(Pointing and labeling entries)
---+---

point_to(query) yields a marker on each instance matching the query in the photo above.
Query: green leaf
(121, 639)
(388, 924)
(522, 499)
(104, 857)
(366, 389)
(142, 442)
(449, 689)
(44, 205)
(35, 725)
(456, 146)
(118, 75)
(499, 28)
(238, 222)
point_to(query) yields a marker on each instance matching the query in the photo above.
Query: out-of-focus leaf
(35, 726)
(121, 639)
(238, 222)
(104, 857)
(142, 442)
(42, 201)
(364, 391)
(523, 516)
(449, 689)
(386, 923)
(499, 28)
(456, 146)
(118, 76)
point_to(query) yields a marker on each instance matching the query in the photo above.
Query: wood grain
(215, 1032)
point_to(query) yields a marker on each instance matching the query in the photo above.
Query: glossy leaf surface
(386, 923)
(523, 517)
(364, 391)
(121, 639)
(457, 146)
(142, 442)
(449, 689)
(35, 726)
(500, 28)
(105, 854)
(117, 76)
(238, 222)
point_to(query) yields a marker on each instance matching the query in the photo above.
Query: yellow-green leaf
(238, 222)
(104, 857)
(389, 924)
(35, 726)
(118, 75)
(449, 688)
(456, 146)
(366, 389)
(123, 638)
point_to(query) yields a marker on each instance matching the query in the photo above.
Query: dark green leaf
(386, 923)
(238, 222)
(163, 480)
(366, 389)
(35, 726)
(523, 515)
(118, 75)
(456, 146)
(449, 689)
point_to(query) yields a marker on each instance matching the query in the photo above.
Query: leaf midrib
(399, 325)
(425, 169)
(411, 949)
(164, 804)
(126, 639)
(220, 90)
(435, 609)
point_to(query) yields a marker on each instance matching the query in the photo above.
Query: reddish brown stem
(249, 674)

---+---

→ PROBLEM TO WORK ON: Repeat the records above exactly, from the first line to the last.

→ FINISHED EXERCISE:
point_to(query) yields a marker on each instance matching the query in the photo above.
Query: green leaf
(121, 639)
(388, 924)
(522, 499)
(104, 857)
(366, 389)
(142, 442)
(449, 689)
(44, 205)
(35, 725)
(456, 146)
(118, 75)
(499, 28)
(238, 222)
point_to(query) yields a marker on each instance matching the query in the photo above.
Query: out-of-focus leaf
(35, 726)
(121, 639)
(238, 222)
(104, 857)
(142, 442)
(42, 201)
(364, 391)
(523, 516)
(449, 689)
(386, 923)
(499, 28)
(456, 146)
(118, 76)
point_to(query) yields a marker on each instance matching the query in the photo above.
Query: wood grain
(215, 1032)
point_to(query) yields a marker on each instance matching the query in the photo above.
Query: glossy leaf surface
(386, 923)
(523, 517)
(364, 391)
(121, 639)
(457, 146)
(142, 442)
(449, 689)
(35, 726)
(500, 28)
(105, 854)
(117, 76)
(238, 222)
point_to(query) yields a marker on each instance matching the query in the photo above.
Query: yellow-green leaf
(238, 222)
(104, 857)
(389, 924)
(35, 726)
(118, 75)
(449, 688)
(456, 146)
(366, 389)
(123, 638)
point_to(query) yields a marker on each instance matching the query in the photo above.
Query: dark green leaf
(386, 923)
(238, 222)
(163, 480)
(366, 389)
(35, 726)
(523, 515)
(118, 75)
(456, 146)
(449, 689)
point_to(query) yields a marker on each instance matching the query in the photo above.
Query: leaf midrib
(399, 325)
(425, 169)
(411, 949)
(164, 804)
(126, 639)
(220, 90)
(435, 609)
point_to(query) yields a marker on each instance matching the query in the photo above.
Query: reddish brown stem
(249, 674)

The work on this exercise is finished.